**Exercise**: Pull out every line of the items below that contains the string "foliage", matching case exactly.

## Start Extracted data

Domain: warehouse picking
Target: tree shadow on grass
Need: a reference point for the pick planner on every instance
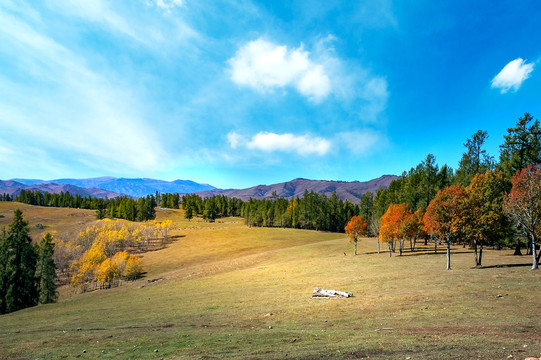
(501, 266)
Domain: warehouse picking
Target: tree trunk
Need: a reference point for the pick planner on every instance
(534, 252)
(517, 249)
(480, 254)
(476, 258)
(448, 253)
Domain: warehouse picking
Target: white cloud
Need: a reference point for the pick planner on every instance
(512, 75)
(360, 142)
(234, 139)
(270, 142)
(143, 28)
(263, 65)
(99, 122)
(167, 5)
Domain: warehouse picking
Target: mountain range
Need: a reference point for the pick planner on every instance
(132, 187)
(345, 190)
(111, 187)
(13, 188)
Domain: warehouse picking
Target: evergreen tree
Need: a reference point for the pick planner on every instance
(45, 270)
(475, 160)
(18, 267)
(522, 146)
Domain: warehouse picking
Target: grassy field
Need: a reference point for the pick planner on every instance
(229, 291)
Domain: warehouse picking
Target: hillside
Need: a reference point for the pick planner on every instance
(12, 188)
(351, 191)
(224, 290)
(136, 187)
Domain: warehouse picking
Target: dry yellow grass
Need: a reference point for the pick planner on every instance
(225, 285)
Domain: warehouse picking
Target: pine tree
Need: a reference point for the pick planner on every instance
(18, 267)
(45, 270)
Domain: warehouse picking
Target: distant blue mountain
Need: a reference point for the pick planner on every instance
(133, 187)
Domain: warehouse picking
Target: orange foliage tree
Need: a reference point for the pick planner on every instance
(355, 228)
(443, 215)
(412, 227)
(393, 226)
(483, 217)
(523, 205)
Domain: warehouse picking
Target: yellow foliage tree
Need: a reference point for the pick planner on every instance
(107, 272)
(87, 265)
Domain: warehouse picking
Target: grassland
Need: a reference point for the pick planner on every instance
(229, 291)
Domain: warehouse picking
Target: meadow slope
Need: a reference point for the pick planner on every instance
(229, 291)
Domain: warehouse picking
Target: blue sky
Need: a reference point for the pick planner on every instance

## End Extracted data
## Start Extracted data

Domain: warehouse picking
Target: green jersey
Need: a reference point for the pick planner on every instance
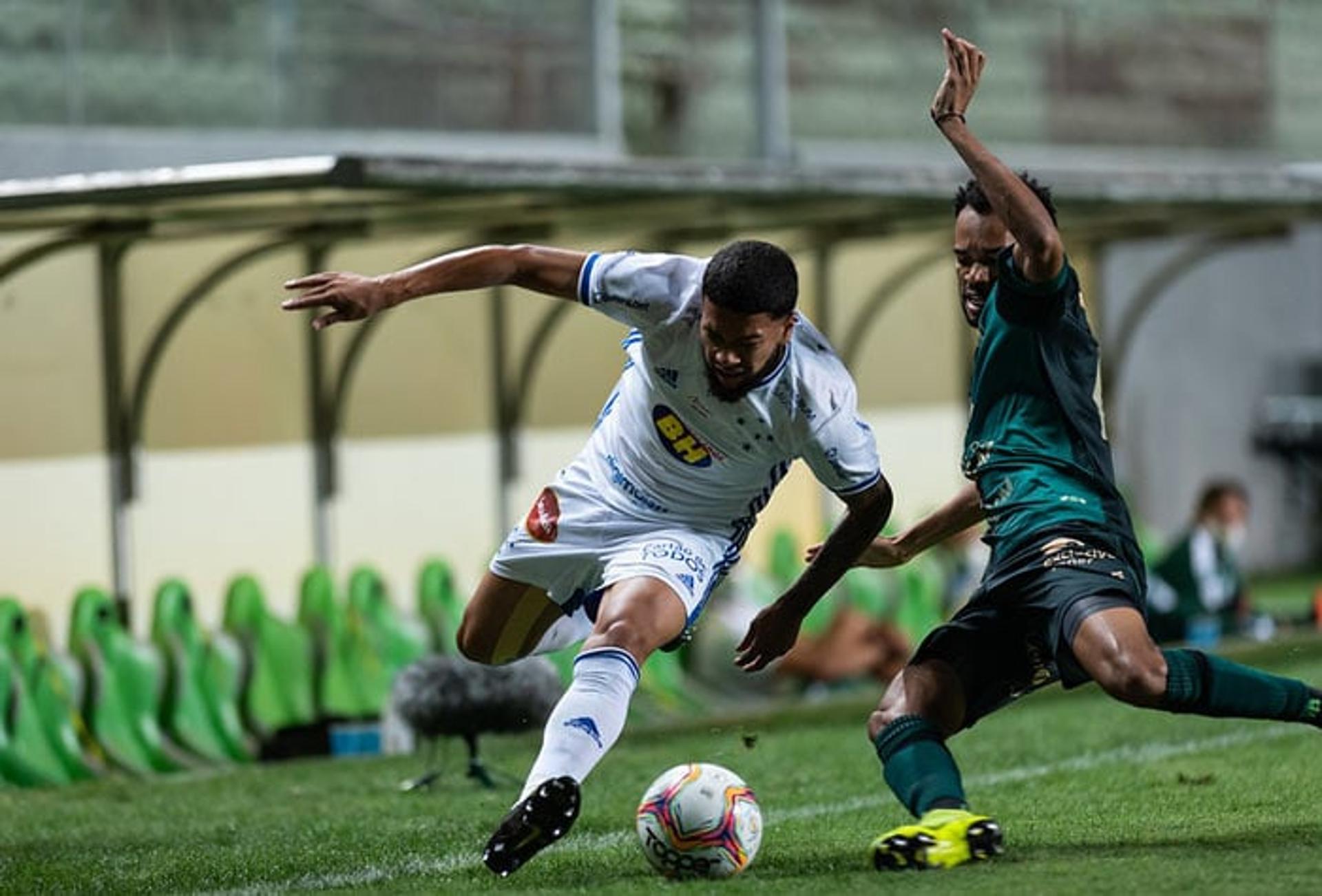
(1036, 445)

## End Extracted data

**Complete output**:
Target: orange foliage tree
Target: yellow foliage tree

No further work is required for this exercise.